## Your instructions
Write out each line below precisely, passing over the pictures.

## Image-grounded pointing data
◆ ◆ ◆ ◆

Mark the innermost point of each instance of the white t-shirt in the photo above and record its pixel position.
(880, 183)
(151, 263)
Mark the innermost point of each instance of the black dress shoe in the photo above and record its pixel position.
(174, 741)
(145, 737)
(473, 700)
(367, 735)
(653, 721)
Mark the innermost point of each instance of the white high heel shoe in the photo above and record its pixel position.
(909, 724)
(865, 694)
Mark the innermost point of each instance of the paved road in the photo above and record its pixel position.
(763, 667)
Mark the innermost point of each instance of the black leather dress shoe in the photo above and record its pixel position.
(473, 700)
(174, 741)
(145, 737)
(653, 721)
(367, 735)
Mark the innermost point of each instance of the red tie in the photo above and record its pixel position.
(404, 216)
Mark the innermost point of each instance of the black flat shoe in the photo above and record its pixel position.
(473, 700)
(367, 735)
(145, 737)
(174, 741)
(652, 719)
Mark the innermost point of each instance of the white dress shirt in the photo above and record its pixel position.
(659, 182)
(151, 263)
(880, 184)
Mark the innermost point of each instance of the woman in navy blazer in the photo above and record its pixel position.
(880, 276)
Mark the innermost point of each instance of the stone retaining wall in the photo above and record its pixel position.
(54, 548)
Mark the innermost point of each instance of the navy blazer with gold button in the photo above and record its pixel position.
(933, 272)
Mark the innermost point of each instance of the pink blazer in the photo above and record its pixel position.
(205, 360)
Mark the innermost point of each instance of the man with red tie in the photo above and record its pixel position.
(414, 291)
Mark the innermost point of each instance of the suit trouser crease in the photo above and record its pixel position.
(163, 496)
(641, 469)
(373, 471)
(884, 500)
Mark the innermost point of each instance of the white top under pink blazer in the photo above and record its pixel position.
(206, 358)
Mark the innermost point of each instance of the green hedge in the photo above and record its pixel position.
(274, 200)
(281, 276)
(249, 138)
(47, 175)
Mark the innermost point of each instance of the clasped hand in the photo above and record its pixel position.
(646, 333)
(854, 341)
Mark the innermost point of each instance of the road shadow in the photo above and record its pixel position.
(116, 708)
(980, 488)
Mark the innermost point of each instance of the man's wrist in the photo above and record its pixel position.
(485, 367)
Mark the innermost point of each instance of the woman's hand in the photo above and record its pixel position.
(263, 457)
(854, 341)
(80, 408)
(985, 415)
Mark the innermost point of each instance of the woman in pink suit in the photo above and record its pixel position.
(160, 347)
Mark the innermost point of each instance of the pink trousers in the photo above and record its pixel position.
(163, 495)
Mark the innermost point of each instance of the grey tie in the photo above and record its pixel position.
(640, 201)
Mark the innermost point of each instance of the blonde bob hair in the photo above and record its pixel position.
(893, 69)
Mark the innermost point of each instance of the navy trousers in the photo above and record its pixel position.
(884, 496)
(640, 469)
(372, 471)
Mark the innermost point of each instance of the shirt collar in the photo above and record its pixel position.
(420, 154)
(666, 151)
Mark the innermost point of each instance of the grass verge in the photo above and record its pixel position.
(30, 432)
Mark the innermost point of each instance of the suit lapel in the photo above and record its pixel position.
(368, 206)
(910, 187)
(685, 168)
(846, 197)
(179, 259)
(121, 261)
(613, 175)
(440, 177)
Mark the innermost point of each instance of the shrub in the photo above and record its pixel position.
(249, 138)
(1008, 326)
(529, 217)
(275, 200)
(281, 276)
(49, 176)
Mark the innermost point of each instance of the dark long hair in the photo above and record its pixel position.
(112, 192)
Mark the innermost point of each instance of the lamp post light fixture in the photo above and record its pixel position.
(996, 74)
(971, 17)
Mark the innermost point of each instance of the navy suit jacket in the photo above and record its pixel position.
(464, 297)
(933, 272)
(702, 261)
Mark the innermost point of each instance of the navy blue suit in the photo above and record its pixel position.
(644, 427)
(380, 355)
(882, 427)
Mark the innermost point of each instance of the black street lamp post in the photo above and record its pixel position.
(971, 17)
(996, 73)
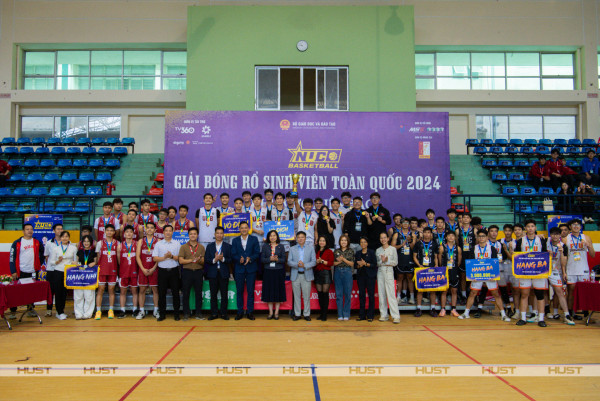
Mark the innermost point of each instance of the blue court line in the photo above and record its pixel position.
(315, 383)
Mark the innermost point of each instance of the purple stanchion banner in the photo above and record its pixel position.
(403, 156)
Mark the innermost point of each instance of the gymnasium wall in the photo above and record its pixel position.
(439, 25)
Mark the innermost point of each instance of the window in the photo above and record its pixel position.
(71, 127)
(301, 88)
(105, 69)
(526, 127)
(495, 71)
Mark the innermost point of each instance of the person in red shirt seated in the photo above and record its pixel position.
(540, 173)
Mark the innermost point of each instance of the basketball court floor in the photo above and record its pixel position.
(419, 359)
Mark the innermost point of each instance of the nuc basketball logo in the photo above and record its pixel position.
(314, 158)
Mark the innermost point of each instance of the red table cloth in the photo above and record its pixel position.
(587, 296)
(14, 295)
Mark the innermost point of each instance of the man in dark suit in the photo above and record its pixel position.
(217, 263)
(245, 251)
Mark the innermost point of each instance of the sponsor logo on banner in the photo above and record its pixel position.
(314, 158)
(424, 150)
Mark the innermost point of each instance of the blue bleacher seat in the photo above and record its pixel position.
(31, 163)
(62, 163)
(82, 207)
(48, 163)
(50, 177)
(113, 163)
(93, 191)
(21, 191)
(120, 150)
(489, 163)
(560, 142)
(58, 191)
(499, 177)
(68, 177)
(588, 142)
(64, 207)
(58, 150)
(38, 191)
(16, 177)
(75, 191)
(516, 142)
(34, 177)
(527, 191)
(86, 177)
(103, 177)
(89, 151)
(96, 163)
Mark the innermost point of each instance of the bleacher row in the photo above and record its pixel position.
(44, 176)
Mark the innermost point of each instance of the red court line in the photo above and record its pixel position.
(155, 365)
(479, 363)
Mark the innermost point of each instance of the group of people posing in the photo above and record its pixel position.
(136, 250)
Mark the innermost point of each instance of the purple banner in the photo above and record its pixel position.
(403, 156)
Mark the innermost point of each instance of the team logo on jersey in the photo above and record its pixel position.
(314, 158)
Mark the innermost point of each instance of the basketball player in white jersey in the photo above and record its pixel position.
(578, 270)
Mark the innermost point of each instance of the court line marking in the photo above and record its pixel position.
(315, 383)
(141, 380)
(479, 363)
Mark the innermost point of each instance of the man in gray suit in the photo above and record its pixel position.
(301, 260)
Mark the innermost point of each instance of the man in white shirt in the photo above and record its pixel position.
(166, 254)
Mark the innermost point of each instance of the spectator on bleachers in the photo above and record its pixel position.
(565, 203)
(585, 204)
(5, 170)
(540, 173)
(562, 173)
(589, 168)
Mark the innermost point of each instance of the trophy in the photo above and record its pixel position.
(295, 178)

◆ ◆ ◆ ◆

## Response to the exercise
Mark the innermost point of each instance of the white t-shirt in the photo above and record its pixel position.
(880, 183)
(151, 263)
Mark the innermost point of each instance of the black dress shoe in the photo above and record its pixel position.
(174, 741)
(145, 737)
(473, 700)
(367, 735)
(653, 721)
Mark the innermost point of each instance of the white high heel shoe in the photo above and record its pixel position.
(909, 724)
(865, 694)
Mark the innermost point of each instance of the paved road in the photo above and record its pixel position.
(763, 667)
Mark the innermost point of each instance of the black leather dress shoe in the photo above and record its pixel position.
(473, 700)
(174, 741)
(145, 737)
(653, 721)
(367, 735)
Mark the innermost point of each instance of the red tie in the photo above and record its pixel position.
(404, 216)
Mark the innermost point of each instance of the black flat shoe in the photo above and record its pixel position.
(473, 700)
(367, 735)
(145, 737)
(174, 741)
(652, 719)
Mark the innermost point of each instance of the white dress shirt in the photo above and record its pixel position.
(659, 182)
(151, 263)
(880, 184)
Mark the innermost point of each instance of the woman in navy blazer in the photo above and record its pixel position.
(880, 276)
Mark the innermost point of each instance of the stone retaining wall in the photo above and record its pixel position.
(54, 548)
Mark the innermost point of each instance of the navy blazer with gold button in the photo above and record its pixel position.
(933, 272)
Mark the innermost point of each instance of the pink blazer in the photo above and record its pixel position.
(205, 360)
Mark the innermost point of each instance of the man with red tie in the photo above and record its pixel position.
(414, 291)
Mark the innermost point of each instance of the suit trouser crease in the photo above and record its pixel position.
(163, 496)
(641, 469)
(373, 471)
(884, 500)
Mark the innermost point of each instance of the white top under pink blazer in the photo above and record its pixel position.
(206, 358)
Mark the innermost point of each instance of the green hedge in the photo above and record its pixel position.
(274, 200)
(281, 276)
(249, 138)
(47, 175)
Mark the innermost point of each instance of the clasped hand in the photo above and record its pixel position.
(646, 333)
(854, 341)
Mark the innermost point of each instance of the road shadow in the photo above and record its pixel position.
(116, 708)
(980, 488)
Mark the innermost point of each instance of the man's wrist in the photo above and record its pixel position.
(485, 367)
Mark the innermost point of each instance of the woman's hand in the photo above and record its pixel position.
(263, 457)
(854, 341)
(80, 408)
(985, 415)
Mark the innermost point of each instance of the woman in pink suit in the photo above and record its pixel position.
(160, 347)
Mark the innermost point of each instance of the pink trousers in the photo above and record its pixel position.
(163, 495)
Mark the innermost point of each instance of the grey tie in the photo above and record its pixel position.
(640, 201)
Mark the innermost point of each instance of the blonde bob hair in the photo above and record its pixel position.
(893, 69)
Mark the innermost point of each instance of the navy trousers in the photo above and record its pixel position.
(884, 496)
(640, 469)
(372, 471)
Mark the innermost point of each instance of the shirt collar in the photo above and record its pixel position.
(420, 154)
(666, 151)
Mark the innermost point of each instance of the grass verge in the photo above and record its pixel position.
(30, 432)
Mark the innermost point of each instance of the suit lapel in the photo above and record its pixel position.
(368, 206)
(910, 187)
(685, 168)
(846, 197)
(179, 259)
(121, 261)
(613, 175)
(440, 177)
Mark the innermost point of each instance of the shrub in the photo above and record its pixel position.
(249, 138)
(1008, 326)
(529, 217)
(275, 200)
(281, 276)
(49, 176)
Mark the innermost point of each instance of the dark long hair in the photo above and record its pixel position.
(112, 192)
Mark the innermost point of each instance of the lamp post light fixture in the photo above and record its pixel position.
(996, 74)
(971, 17)
Mark the innermost point of each instance of the navy suit jacket in the photo above and record its pixel position.
(464, 297)
(933, 272)
(702, 261)
Mark the innermost point of each instance of the navy blue suit in the photo above and record its pixel position.
(644, 427)
(380, 355)
(882, 427)
Mark the innermost point of each instance of the black street lamp post in the photo above and record its pixel position.
(971, 17)
(996, 73)
Mark the innermost point of each instance of the blue court line in the photo above and record its pixel position.
(315, 383)
Mark the innermost point of each instance of the purple stanchion banner in the photo above and record its pixel position.
(403, 156)
Mark the innermost point of each instance of the gymnasium wall in the photo above and record its pixel position.
(439, 25)
Mark the innermost point of each instance of the window in the photo above and record its pixel position.
(71, 127)
(301, 88)
(105, 69)
(526, 127)
(495, 71)
Mark the innermost point of each instance of the person in red shirt seated in the photo above and record its pixel position.
(540, 173)
Mark the innermost point of each instance of the basketball court floor in the photo above and record its pixel position.
(419, 359)
Mark the innermost point of each instance of the nuc basketball logo in the photo above and record its pixel position.
(314, 158)
Mark the innermost point of each instance of the red table cloth in the photo above and record its pixel position.
(587, 296)
(14, 295)
Mark the innermost point of each instance of the man in dark suit in the photo above and record its pixel position.
(217, 263)
(245, 251)
Mark the innermost point of each instance of the sponsor logo on banner in the photo above and record its pixel position.
(314, 158)
(424, 150)
Mark the innermost point of each instance of the blue bleacher seat in the photo above and record its pixel position.
(31, 163)
(62, 163)
(82, 207)
(48, 163)
(50, 177)
(113, 163)
(93, 191)
(21, 191)
(120, 150)
(489, 163)
(560, 142)
(58, 191)
(499, 177)
(68, 177)
(588, 142)
(64, 207)
(58, 150)
(38, 191)
(16, 177)
(75, 191)
(516, 142)
(34, 177)
(527, 191)
(86, 177)
(103, 177)
(89, 151)
(96, 163)
Mark the innermost point of each instance of the bleacher row in the photo above and record its pixel position.
(44, 176)
Mark the innermost point of each instance of the red court line in the photo above and record its pixel position.
(155, 365)
(479, 363)
Mark the innermost point of each instance of the group of people posing in the photo above and record its pixel position.
(136, 250)
Mark the innermost point of each instance of the purple banner in the photo above and record its pixel position.
(403, 156)
Mark the innermost point of each instance of the team logo on jersey in the photo above and record its pixel position.
(314, 158)
Mark the innermost point of each instance of the basketball player in white jersey in the photo above and record its pixel position.
(578, 270)
Mark the innermost point of each instance of the court line marking in the photo above and record its pixel position.
(315, 383)
(141, 380)
(479, 363)
Mark the innermost point of each instance of the man in gray suit in the photo above and record its pixel position.
(301, 260)
Mark the innermost point of each instance of the man in white shirt in the photo above and record its pixel position.
(166, 254)
Mark the innermost point of each instance of the spectator on bleachers in the photo above and record its pixel position.
(565, 203)
(585, 204)
(5, 170)
(540, 173)
(562, 173)
(589, 168)
Mark the innermost point of each instance of the trophy in the photo above and record its pixel position.
(295, 178)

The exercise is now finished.